— What is being asked —
Below are the records; copy each line in which "tent" can be found.
◆ ◆ ◆ ◆
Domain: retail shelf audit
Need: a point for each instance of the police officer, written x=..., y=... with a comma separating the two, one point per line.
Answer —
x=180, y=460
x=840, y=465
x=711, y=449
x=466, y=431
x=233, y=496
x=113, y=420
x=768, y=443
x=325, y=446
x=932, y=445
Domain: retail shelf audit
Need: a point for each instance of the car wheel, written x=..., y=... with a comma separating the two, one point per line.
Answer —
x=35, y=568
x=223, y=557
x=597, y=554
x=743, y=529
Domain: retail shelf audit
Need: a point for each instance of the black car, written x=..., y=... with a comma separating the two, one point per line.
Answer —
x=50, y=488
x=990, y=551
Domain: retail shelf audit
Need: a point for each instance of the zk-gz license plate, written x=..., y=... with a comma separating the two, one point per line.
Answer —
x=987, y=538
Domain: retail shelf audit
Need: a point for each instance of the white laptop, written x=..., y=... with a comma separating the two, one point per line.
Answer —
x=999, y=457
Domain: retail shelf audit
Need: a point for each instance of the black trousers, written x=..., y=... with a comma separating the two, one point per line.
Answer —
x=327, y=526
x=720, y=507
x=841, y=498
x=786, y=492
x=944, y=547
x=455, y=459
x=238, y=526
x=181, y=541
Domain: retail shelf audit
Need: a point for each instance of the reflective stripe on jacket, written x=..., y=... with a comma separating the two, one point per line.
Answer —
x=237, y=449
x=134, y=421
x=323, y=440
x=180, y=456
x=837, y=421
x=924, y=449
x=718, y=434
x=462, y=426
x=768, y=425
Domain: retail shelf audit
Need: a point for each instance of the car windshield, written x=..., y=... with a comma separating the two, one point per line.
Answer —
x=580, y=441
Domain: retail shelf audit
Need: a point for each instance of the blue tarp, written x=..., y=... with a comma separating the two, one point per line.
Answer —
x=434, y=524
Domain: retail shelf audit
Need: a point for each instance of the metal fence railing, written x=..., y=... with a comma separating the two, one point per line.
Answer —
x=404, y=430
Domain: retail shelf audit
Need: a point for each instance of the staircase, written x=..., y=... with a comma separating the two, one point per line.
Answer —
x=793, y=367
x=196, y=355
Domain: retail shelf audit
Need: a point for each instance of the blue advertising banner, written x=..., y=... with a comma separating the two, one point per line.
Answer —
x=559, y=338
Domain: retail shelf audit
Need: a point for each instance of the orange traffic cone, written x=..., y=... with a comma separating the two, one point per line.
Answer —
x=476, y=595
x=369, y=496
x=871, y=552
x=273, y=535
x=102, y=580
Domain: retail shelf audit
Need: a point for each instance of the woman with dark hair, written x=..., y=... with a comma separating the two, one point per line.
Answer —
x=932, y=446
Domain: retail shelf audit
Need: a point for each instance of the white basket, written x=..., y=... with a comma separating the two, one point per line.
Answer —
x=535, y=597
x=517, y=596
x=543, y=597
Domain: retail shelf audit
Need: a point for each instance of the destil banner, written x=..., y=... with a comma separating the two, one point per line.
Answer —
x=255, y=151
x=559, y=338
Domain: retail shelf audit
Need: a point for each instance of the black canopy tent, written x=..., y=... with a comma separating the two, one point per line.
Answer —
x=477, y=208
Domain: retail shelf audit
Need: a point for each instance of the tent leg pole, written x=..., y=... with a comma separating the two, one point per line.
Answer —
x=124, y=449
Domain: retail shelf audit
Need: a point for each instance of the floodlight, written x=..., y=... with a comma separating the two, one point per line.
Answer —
◆ ◆ ◆ ◆
— Written solution —
Need: a point for each instance of the black canopy tent, written x=..., y=... with a comma separating the two, one point per line.
Need: a point for each instance of the tent leg pole, written x=..., y=... with a comma separating the two, one point per line.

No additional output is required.